> [WHAT TO WORK ON]:
Give an exact copy of every line, leaving images out.

> [WORKING DATA]:
###
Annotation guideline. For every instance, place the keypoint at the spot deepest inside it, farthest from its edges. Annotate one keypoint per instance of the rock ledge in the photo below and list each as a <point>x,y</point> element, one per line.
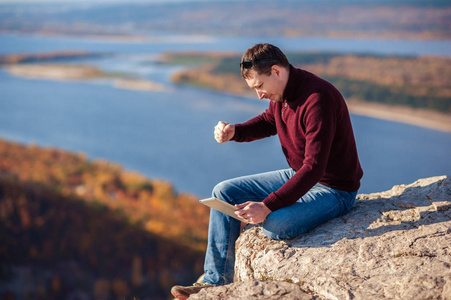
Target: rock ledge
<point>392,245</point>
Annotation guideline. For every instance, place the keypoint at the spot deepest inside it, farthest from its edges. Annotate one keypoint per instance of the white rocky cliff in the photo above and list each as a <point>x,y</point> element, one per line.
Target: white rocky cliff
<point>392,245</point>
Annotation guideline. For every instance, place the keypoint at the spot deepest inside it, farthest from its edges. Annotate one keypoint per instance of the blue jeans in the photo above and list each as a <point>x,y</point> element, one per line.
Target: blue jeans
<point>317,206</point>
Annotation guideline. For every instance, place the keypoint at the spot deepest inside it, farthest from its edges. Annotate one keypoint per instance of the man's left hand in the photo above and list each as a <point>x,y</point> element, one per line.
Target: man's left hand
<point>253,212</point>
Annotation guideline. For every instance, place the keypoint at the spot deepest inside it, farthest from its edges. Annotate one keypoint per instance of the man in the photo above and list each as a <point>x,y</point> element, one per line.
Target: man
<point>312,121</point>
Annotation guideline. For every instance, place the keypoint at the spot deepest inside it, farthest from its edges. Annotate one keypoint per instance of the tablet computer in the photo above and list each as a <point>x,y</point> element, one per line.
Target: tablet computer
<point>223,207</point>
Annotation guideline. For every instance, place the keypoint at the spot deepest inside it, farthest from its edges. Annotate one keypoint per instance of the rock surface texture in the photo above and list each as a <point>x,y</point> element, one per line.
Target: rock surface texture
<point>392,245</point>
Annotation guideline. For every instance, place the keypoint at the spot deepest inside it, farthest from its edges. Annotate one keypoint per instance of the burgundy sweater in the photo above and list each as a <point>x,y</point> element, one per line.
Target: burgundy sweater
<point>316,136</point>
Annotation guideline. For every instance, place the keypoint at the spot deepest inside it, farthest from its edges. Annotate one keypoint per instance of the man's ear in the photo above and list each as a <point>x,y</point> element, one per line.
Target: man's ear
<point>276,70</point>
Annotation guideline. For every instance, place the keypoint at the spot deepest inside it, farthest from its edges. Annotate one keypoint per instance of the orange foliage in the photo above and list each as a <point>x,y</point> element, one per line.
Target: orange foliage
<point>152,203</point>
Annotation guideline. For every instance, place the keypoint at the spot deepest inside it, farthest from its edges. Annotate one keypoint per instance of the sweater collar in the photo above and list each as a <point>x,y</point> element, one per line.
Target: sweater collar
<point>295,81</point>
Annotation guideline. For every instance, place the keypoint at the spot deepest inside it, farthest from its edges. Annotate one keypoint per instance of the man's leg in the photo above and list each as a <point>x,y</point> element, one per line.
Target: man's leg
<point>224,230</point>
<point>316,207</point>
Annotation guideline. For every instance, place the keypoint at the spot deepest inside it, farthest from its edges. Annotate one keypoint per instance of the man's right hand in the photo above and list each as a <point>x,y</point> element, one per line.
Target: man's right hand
###
> [EXPECTED ANSWER]:
Annotation guideline. For every instance, place the keypoint at the spot deepest inside it, farthest from its edges. Annotate one keypoint per instance of the rock ledge in the photo below and list each as a <point>x,y</point> element, one per line.
Target: rock ledge
<point>392,245</point>
Annotation guideline. For every instance, place the keypoint at the spot deepest inside it, farthest from its edges. Annotate one keypoint per instance of the white rocky cliff in the photo above and list each as a <point>x,y</point> element, one per line.
Target: white rocky cliff
<point>392,245</point>
Annotation guideline. For every instance, place the keypoint at the spot deepest inside it, farthest from its edges. Annotate one keypoint per instance of the blue jeans in the photo above and list each as a <point>x,y</point> element, one per line.
Target: blue jeans
<point>317,206</point>
Annotation guideline. For every instance, place the keypoint at the spot deepest inside it, farthest from its edges. Annotate one keypoint per instance of the man's left hand in the photo above and list each as a <point>x,y</point> element, one per line.
Target: man's left hand
<point>253,212</point>
Annotation guideline. For every instance, place the keypoint at the spot deepest inside it, farthest from its edges. Annotate one keypoint per instance of the man in the photo above and list each as a <point>x,y</point> element, one per line.
Target: man
<point>312,121</point>
Annotation guideline. For every instance, place the keypoint at the spot deepest inside it, farthest from its edges. Annotate one keypoint per instance of the tablet computer in the photo above and list each as a <point>x,y</point> element, one per line.
Target: tablet computer
<point>223,207</point>
Annotation guideline. For every instance, place the keypoint at the spot deepest inside it, farthest from its edges. Annotate one keypoint per instance of the rock surface texture in the photo above and list each as a <point>x,y</point> element, one per line.
Target: rock surface texture
<point>392,245</point>
Annotation guideline. For every instance, place the keypoint at the spot deepest inside it, farthest from its edges. Annotate one keypoint per instance of the burgundy sweater in the photo above and list each as a <point>x,y</point> element, one per line.
Target: burgundy sweater
<point>316,136</point>
Annotation guideline. For every instance, place the keypoint at the spot deepest inside it, farthest from its edges. Annotate one keypoint per instance of the man's ear in the photo above and list each as a <point>x,y</point> element, one per line.
Target: man's ear
<point>276,70</point>
Annotation guideline. For every instance, place the keypoint at the spot deepest inside it, farthest from its edges. Annotate one keypoint per instance of the orange foliage in the photo above and list each as a <point>x,y</point> element, one per line.
Target: orange foliage
<point>152,203</point>
Annotation guideline. For every instance, place the keypoint at the spot deepest inside it, farthest from its edges. Annotate one keypoint per instance of the sweater collar in the photo above and list each as a <point>x,y</point> element, one per line.
Target: sweater collar
<point>295,81</point>
Annotation guideline. For every instance, place the keypoint at the spot deepest inside it, farthest from its edges. Annotate one keypoint per instance of the man's leg in the photo above and list each as a <point>x,y</point> element, one per line.
Target: man's leg
<point>224,230</point>
<point>316,207</point>
Annotation guideline. For every instance, place the keypoint at the spot deepest inside it, farthest from its edges. Annotate one keypoint per instance of the man's right hand in the photo above and list each as a <point>x,y</point> element, one per line.
Target: man's right hand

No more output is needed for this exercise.